**The records**.
↓

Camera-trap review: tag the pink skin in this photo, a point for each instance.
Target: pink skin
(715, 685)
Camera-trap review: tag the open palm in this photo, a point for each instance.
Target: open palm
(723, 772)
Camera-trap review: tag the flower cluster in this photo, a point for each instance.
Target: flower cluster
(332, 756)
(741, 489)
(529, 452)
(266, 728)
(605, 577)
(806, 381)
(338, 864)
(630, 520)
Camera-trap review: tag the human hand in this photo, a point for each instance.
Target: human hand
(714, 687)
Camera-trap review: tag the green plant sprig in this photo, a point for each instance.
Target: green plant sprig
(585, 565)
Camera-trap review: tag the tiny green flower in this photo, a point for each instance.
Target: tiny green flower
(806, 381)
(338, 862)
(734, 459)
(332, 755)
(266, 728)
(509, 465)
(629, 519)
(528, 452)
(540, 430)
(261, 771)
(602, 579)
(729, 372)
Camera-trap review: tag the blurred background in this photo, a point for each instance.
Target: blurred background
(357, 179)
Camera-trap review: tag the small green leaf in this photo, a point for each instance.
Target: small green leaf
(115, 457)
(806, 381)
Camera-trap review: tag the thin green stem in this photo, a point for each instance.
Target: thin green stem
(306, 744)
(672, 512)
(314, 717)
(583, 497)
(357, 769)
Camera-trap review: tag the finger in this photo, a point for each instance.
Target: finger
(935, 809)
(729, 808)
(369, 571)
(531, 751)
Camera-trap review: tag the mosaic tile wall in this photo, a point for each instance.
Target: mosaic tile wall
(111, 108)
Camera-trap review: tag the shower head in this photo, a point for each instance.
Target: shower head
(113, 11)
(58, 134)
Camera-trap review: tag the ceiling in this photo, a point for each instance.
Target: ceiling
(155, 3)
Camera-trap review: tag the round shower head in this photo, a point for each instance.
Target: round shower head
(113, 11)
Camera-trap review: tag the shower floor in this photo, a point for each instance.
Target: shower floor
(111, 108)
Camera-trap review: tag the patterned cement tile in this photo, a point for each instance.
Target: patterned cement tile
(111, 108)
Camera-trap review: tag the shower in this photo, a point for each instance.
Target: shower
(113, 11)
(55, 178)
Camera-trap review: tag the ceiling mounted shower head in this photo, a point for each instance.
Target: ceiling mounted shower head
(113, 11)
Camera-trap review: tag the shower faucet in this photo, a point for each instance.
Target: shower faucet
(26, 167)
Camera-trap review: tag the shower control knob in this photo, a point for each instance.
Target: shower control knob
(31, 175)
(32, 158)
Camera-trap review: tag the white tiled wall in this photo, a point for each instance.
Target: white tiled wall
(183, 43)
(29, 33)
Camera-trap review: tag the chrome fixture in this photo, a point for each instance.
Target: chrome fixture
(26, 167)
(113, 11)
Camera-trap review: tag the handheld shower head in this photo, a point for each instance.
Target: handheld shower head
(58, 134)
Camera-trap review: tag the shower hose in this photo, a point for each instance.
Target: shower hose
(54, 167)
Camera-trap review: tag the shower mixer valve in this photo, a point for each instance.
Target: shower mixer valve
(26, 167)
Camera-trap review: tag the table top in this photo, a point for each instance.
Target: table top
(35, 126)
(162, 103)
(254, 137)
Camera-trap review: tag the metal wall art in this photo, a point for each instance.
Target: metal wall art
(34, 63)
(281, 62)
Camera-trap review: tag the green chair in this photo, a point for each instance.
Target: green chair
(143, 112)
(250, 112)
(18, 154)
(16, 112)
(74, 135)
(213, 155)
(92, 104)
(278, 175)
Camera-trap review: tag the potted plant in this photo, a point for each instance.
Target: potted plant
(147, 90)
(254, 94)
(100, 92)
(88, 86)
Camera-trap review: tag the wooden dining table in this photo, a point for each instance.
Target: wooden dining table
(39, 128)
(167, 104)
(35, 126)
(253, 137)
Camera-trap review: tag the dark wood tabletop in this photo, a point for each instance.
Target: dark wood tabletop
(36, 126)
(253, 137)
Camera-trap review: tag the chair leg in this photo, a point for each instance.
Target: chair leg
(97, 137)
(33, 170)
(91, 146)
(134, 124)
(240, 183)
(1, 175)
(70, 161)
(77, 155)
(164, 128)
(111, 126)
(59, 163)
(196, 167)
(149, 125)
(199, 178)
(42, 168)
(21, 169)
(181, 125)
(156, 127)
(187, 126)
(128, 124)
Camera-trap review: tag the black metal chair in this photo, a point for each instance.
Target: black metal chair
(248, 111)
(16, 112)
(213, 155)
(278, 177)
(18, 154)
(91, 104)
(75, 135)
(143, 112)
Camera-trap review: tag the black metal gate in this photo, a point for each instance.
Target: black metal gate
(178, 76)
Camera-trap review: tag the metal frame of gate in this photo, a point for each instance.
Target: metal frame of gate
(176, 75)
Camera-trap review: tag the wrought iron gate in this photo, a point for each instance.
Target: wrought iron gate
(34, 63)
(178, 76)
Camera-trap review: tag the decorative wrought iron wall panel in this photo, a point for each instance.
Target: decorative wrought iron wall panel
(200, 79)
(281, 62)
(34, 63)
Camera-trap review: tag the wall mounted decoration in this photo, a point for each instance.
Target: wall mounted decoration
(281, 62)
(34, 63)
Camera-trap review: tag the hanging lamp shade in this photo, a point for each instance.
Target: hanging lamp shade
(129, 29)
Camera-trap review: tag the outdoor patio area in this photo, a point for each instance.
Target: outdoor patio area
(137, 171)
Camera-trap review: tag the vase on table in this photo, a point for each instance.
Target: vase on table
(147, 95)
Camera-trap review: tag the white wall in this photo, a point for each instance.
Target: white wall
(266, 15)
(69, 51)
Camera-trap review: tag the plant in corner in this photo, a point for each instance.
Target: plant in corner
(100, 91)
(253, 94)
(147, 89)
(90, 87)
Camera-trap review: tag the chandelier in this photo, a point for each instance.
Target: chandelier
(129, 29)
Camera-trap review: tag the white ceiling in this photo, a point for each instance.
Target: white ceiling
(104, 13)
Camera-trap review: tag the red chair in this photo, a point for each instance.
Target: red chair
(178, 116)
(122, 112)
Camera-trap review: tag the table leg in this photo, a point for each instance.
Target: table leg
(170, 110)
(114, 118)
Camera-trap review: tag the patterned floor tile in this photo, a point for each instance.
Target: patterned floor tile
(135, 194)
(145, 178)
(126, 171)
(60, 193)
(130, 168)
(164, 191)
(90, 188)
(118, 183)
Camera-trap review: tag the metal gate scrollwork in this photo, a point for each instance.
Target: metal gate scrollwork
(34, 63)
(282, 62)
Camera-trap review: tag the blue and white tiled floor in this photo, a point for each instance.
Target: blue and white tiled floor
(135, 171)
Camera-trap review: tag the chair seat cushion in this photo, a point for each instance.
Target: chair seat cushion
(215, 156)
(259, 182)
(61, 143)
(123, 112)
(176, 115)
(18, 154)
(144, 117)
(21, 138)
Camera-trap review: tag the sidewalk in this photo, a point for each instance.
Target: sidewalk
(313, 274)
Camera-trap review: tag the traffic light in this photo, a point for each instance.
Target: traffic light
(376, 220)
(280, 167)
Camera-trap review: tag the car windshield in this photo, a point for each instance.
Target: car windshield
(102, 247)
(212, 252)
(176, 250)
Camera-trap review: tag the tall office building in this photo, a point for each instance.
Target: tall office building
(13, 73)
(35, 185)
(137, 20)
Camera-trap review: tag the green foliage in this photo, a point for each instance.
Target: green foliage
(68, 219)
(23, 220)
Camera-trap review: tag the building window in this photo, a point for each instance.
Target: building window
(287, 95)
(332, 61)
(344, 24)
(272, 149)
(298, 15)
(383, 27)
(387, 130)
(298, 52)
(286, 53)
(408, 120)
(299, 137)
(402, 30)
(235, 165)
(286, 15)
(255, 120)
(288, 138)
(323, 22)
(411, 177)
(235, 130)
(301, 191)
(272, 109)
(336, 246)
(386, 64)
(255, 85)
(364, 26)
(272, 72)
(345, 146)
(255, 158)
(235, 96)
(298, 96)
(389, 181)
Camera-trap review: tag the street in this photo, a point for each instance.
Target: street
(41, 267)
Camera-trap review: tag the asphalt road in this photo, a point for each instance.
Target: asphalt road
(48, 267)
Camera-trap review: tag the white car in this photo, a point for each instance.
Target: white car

↑
↓

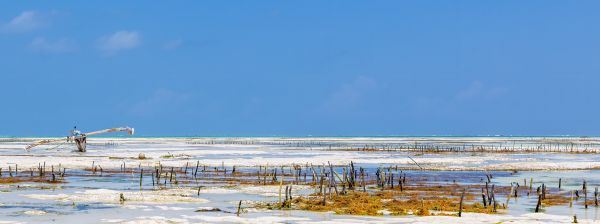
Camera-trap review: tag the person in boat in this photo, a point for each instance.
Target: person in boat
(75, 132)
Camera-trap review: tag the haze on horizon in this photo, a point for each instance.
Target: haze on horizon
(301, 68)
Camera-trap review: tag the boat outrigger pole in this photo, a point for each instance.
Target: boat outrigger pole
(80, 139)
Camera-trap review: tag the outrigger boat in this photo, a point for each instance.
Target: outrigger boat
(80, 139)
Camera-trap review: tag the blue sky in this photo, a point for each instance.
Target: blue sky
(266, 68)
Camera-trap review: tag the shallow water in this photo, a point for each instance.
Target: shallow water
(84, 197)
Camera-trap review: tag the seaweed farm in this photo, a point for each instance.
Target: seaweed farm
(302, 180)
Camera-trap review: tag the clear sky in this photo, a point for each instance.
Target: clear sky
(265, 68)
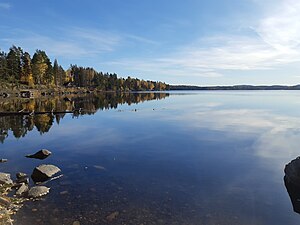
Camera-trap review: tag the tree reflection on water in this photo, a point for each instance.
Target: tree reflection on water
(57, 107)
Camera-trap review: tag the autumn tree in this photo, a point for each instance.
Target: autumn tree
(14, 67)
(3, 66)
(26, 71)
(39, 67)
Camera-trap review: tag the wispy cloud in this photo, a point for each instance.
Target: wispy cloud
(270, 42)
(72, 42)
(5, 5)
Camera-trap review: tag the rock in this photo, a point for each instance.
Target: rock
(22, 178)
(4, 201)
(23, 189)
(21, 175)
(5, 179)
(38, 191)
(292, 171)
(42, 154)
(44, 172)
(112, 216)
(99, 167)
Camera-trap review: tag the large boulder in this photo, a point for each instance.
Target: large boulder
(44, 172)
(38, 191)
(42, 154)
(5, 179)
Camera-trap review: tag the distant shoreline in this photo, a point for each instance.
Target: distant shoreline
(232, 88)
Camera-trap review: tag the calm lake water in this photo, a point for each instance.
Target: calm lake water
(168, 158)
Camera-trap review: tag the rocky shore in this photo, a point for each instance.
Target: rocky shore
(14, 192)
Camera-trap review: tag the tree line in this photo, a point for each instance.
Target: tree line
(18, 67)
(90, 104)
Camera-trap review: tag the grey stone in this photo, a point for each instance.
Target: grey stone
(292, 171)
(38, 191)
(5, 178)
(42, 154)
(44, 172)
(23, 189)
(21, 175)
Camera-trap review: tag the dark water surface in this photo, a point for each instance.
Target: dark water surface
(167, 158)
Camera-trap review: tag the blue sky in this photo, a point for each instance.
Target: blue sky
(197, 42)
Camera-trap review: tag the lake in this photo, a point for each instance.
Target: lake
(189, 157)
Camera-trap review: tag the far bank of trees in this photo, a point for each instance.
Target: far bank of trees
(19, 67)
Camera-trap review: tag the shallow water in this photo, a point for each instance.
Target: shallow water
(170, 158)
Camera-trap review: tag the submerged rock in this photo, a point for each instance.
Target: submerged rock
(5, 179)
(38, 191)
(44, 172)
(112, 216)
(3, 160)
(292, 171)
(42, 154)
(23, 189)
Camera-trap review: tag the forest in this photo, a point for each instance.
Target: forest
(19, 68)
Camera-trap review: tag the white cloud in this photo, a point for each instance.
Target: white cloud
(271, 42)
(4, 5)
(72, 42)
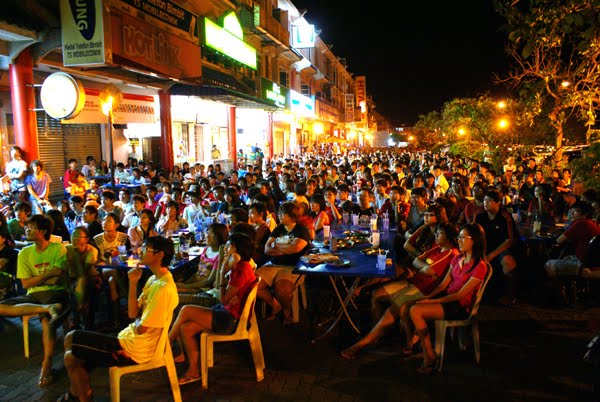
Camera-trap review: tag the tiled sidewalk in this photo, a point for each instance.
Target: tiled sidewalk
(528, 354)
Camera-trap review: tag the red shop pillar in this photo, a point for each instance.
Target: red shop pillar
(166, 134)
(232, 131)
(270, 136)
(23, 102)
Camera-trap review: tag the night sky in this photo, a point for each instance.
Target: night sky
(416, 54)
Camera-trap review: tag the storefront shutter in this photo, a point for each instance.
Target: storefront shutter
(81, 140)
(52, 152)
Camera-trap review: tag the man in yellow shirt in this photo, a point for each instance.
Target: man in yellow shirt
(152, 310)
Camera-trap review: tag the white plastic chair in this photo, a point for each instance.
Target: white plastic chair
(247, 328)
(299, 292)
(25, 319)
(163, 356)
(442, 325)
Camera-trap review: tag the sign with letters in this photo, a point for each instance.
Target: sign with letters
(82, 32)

↑

**Activity**. Within the listing above, print exactly the stretch beginning at the line that contains "Target: clear sky" and finishing at the line that contains "Camera-trap review: tag the far", ends kept, pictures left out, and nothing more.

**Exercise result**.
Target: clear sky
(265, 68)
Camera-trap review: tag the tree reflection on water in this photo, a point for each instance.
Target: tree reflection on water
(57, 107)
Camera-trap review: tag the autumn tree in this photo, a point for each instance.
Target: autumn tree
(14, 67)
(3, 66)
(26, 71)
(39, 67)
Camera-trap review: tag the wispy cloud in this photo, a point for each instance.
Target: wispy cloud
(270, 42)
(72, 42)
(5, 5)
Camera-trap review: tag the rock in this photo, a point for each instance.
Target: rock
(22, 178)
(4, 201)
(23, 189)
(21, 175)
(5, 179)
(38, 191)
(292, 171)
(42, 154)
(44, 172)
(112, 216)
(99, 167)
Camera-trap review: tag the large boulder in this photo, a point for each instance.
Target: large boulder
(44, 172)
(38, 191)
(42, 154)
(5, 179)
Camera-trap review: tag the distant shoreline in this photo, a point for each instance.
Target: distant shoreline
(232, 88)
Camera-trap review: tag the calm lake water in this photo, a point for each instance.
Target: calm lake water
(168, 158)
Camera-trap review: tag the rocky shore in this photo, a point for each instance.
Target: rocky shore
(14, 192)
Camera-trap review: tag the tree line in this photo, a point for each instance.
Target: tree line
(18, 67)
(90, 104)
Camera-trap review: tag the grey stone in this photo, a point for each instance.
Target: grey stone
(292, 171)
(38, 191)
(5, 178)
(42, 154)
(44, 172)
(23, 189)
(21, 175)
Camera-trap review: tag the dark water surface in this photo, a point for each instance.
Target: dark water surface
(167, 158)
Camera-trap review: tag the blue sky in this photo, a point for each instance.
Target: blue sky
(197, 42)
Camera-trap review: tag the lake in this photo, a point for each instance.
Target: lake
(189, 157)
Camera-trap review: tag the far bank of trees in this photo, a point for each instance.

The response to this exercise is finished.